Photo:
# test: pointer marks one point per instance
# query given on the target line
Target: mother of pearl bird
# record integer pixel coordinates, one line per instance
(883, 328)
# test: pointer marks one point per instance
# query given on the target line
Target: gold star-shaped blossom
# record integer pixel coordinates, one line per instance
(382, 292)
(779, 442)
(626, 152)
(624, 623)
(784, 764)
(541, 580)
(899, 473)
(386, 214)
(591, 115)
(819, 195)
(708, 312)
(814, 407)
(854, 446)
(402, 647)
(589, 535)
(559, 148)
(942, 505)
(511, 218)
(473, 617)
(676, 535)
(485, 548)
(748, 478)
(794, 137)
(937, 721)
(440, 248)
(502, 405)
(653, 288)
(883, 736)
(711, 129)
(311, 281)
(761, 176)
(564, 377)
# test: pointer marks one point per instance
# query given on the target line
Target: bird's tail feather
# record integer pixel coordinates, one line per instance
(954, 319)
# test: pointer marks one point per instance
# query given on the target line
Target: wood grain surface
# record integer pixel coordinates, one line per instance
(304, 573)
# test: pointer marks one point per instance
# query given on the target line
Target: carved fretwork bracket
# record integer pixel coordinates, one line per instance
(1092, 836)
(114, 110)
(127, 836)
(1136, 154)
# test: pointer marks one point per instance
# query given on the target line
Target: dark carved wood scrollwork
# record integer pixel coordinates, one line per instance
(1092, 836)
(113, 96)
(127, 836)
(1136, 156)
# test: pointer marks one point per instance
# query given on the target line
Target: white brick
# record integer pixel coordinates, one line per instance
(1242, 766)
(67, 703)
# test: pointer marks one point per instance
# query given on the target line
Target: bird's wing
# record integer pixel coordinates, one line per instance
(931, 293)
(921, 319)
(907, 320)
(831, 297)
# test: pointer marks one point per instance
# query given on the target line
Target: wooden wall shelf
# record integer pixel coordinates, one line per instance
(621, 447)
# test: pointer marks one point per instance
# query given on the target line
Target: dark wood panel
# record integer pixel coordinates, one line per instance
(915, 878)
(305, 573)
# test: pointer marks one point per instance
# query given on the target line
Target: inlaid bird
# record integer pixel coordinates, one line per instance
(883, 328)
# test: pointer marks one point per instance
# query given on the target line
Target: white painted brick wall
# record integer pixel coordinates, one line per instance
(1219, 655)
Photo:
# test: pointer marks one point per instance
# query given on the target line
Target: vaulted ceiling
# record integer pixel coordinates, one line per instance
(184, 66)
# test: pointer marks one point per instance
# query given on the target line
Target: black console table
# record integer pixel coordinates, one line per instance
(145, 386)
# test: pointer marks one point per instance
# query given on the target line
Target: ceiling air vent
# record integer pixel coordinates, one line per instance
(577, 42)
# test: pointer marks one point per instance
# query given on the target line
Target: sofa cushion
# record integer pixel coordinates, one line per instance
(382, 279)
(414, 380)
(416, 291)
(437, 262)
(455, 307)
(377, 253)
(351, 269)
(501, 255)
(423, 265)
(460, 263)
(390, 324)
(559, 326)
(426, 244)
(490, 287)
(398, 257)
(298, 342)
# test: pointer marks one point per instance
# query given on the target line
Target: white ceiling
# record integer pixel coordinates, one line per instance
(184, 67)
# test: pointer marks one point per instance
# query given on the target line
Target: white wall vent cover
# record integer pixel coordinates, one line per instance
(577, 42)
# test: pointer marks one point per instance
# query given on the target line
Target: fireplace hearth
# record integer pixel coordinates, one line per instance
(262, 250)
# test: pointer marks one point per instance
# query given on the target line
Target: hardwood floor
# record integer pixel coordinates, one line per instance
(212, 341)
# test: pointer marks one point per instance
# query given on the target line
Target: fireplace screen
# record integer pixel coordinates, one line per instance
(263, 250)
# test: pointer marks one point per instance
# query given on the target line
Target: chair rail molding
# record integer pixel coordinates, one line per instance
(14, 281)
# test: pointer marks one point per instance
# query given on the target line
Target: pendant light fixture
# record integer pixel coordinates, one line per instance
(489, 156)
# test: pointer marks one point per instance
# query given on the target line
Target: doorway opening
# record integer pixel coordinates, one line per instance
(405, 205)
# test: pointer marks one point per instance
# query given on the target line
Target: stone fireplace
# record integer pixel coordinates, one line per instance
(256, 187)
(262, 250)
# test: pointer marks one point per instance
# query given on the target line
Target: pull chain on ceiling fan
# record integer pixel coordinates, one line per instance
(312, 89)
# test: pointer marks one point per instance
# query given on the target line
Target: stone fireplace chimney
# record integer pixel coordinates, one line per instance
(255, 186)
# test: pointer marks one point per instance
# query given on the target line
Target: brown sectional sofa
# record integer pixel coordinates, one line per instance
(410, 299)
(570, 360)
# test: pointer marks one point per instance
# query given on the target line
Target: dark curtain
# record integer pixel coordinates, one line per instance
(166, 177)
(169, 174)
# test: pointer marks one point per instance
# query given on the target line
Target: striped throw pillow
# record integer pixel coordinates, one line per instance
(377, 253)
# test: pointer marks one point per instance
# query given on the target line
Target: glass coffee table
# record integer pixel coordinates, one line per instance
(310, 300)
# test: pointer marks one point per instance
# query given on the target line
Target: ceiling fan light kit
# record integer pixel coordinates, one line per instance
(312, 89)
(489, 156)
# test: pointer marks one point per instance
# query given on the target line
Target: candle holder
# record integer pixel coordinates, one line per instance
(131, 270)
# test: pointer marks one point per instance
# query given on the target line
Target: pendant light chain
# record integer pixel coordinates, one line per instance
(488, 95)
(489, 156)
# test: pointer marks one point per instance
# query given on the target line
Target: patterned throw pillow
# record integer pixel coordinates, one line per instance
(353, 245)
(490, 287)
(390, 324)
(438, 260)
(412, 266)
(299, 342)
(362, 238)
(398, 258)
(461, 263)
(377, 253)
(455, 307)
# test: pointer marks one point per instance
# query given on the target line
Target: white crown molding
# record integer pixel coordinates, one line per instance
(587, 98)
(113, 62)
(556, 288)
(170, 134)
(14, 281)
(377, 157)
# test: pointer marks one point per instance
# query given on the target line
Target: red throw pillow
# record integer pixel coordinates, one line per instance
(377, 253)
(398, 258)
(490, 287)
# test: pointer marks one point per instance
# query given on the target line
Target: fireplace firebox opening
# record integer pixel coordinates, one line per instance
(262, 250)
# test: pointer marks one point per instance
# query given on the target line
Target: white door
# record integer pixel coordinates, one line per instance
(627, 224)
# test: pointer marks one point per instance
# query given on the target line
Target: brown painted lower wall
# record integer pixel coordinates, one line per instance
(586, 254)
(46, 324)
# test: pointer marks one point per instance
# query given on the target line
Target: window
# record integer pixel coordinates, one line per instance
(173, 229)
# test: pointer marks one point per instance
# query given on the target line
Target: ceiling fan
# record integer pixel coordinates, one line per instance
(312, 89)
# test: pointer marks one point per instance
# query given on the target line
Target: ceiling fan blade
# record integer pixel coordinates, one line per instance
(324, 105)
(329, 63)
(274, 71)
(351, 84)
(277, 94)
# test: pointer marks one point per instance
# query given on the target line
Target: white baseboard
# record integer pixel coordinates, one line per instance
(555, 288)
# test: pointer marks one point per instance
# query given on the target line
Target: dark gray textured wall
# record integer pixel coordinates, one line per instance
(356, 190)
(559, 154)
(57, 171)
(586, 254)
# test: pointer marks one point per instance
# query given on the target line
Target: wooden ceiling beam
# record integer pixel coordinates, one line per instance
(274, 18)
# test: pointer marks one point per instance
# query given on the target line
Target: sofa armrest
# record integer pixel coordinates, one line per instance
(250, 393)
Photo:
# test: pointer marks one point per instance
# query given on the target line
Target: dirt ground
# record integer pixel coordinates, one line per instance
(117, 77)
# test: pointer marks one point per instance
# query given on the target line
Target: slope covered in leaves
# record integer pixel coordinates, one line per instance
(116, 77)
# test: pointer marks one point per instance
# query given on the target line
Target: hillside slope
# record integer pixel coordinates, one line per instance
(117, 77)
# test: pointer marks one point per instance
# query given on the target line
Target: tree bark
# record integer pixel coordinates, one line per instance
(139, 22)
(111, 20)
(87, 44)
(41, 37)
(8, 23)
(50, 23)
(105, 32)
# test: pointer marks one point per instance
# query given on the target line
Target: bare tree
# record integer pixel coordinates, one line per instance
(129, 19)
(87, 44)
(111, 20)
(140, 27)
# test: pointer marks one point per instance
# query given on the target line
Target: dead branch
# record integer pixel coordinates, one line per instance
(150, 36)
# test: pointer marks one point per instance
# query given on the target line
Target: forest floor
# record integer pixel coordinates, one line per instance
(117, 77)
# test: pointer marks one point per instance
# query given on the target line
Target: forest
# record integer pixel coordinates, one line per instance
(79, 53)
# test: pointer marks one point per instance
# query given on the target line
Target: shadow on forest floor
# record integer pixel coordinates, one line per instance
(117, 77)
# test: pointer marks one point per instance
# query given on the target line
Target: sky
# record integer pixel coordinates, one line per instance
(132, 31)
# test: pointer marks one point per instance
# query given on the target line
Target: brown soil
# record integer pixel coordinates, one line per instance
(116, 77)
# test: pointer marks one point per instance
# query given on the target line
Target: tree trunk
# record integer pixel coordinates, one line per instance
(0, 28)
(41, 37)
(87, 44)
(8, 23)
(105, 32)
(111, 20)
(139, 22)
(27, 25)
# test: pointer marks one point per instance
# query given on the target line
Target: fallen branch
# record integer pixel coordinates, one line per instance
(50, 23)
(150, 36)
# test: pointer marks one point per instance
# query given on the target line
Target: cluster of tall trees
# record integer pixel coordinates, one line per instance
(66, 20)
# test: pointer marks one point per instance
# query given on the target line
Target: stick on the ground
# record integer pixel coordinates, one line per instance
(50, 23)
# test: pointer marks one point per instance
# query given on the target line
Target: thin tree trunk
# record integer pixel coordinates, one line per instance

- [WHAT THE TASK REQUIRES] How many lines above contain the string "floor"? Reply with the number alone.

- [TASK RESPONSE] 3